[WHAT TO PRODUCE]
Rewrite the records below with every occurrence of "Target" swapped for "Label" and nothing else altered, omitting the pictures.

(Data records)
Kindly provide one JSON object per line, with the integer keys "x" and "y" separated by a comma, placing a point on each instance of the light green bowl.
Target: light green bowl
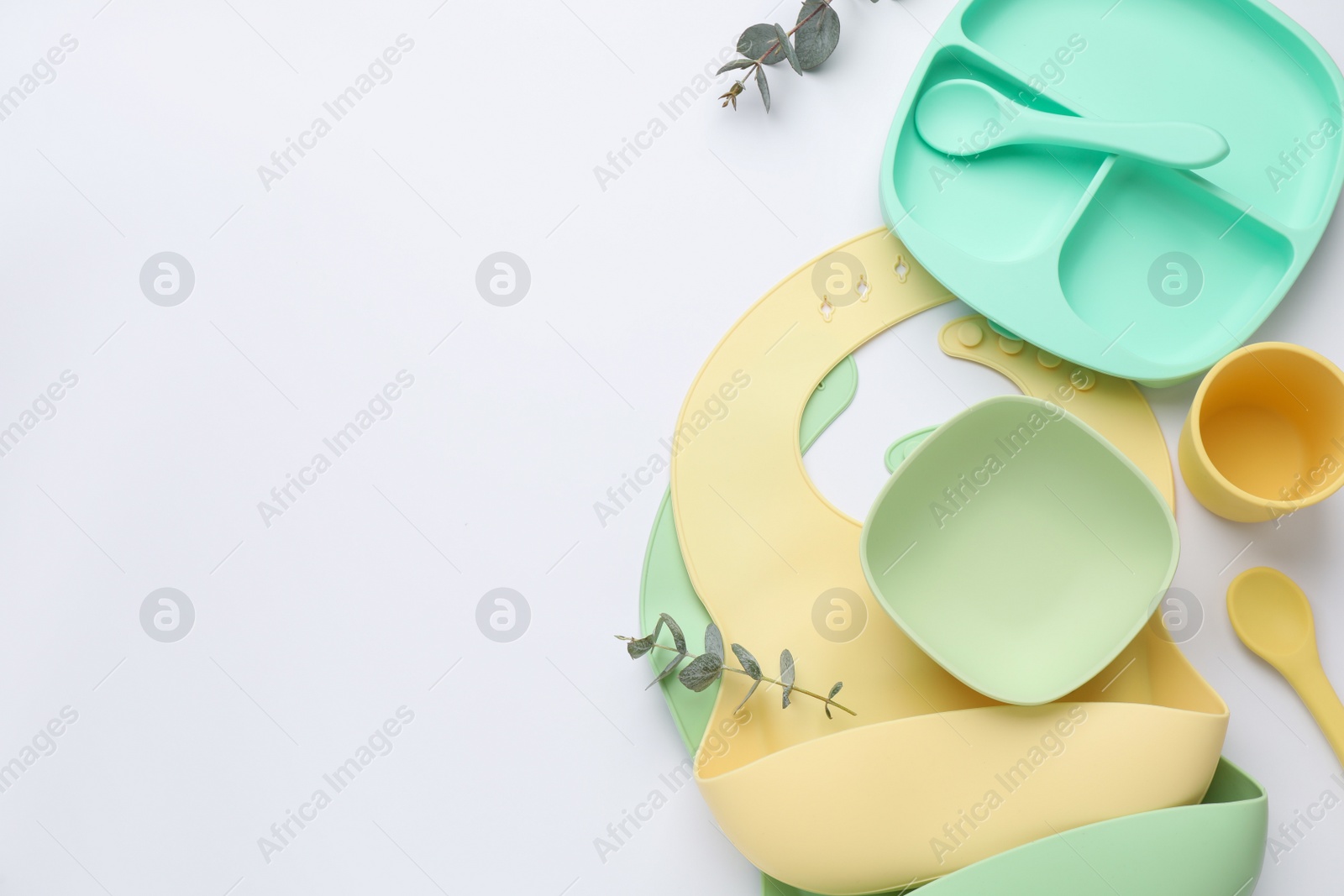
{"x": 1213, "y": 849}
{"x": 1122, "y": 266}
{"x": 1019, "y": 550}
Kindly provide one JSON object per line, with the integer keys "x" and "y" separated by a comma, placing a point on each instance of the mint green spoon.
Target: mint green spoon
{"x": 967, "y": 117}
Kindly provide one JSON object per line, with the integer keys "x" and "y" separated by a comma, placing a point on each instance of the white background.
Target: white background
{"x": 309, "y": 297}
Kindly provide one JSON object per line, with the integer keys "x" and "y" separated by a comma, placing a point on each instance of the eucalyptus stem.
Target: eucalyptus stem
{"x": 709, "y": 667}
{"x": 796, "y": 688}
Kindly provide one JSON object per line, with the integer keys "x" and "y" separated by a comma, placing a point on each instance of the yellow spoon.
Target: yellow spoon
{"x": 1273, "y": 618}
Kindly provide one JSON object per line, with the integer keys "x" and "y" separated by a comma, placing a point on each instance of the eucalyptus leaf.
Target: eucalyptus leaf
{"x": 790, "y": 53}
{"x": 750, "y": 691}
{"x": 640, "y": 647}
{"x": 817, "y": 34}
{"x": 835, "y": 689}
{"x": 736, "y": 63}
{"x": 714, "y": 641}
{"x": 748, "y": 661}
{"x": 756, "y": 40}
{"x": 667, "y": 669}
{"x": 676, "y": 631}
{"x": 702, "y": 672}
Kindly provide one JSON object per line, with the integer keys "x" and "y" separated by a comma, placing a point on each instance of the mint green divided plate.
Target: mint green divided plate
{"x": 1019, "y": 548}
{"x": 1126, "y": 268}
{"x": 1213, "y": 849}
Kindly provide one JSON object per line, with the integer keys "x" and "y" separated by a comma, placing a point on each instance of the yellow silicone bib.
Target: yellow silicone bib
{"x": 932, "y": 775}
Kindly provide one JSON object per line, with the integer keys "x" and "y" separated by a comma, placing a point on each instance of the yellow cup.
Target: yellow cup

[WORKED ANSWER]
Kindly provide one JSON object per line, with the integer keys "x" and "y" separated by a comma, placing a point on each instance of the light green bowl.
Label: light green bowl
{"x": 1213, "y": 849}
{"x": 1122, "y": 266}
{"x": 1019, "y": 550}
Kindly provide one JSON object per line, with the integer keys "x" and "y" separated by a comma, placing a point on each instance of the mint green spoon.
Label: mint green spoon
{"x": 967, "y": 117}
Kindly provide one JSON object per line, with the integer keys "x" and "y" separated by a comma, placing a point on each instance of the white background.
Label: white background
{"x": 309, "y": 297}
Kindly provide one JSON object per line, with the integer keys "x" and "y" separated by a comma, placing a point on each instance of the eucalyptus stem.
Label: eucalyptus stem
{"x": 709, "y": 667}
{"x": 796, "y": 688}
Kindly provide one JSON object per line, with the integer keys "x" and "y" separated by a comma, placing a point on each instance of the yellow spoon.
Label: yellow spoon
{"x": 1273, "y": 618}
Kindly provide one JSON object per line, with the integer keys "x" and "y" separated by a comma, placing a point on each instance of the eucalyptus leaf.
Label: eucalyptus leaf
{"x": 790, "y": 53}
{"x": 750, "y": 691}
{"x": 640, "y": 647}
{"x": 817, "y": 34}
{"x": 835, "y": 689}
{"x": 736, "y": 63}
{"x": 714, "y": 641}
{"x": 748, "y": 661}
{"x": 756, "y": 40}
{"x": 667, "y": 669}
{"x": 676, "y": 631}
{"x": 702, "y": 672}
Kindly provide one JSON object per line, with the integer keys "x" and "y" separated by a comma, placing a point on each instance of the mint green divided plate.
Label: mint green divided plate
{"x": 1019, "y": 548}
{"x": 1126, "y": 268}
{"x": 1213, "y": 849}
Kindly provide one JSON object per line, with the integer keys "x" and "y" separated by a comma, placing a point on each instance of the yellow silicone bib.
Label: yellow silicone bib
{"x": 932, "y": 775}
Kindly provide one JSON object per line, with the integer keys "x" and "y" separated by a comma, placing a point on each instance of the yellow cup.
Label: yellow cup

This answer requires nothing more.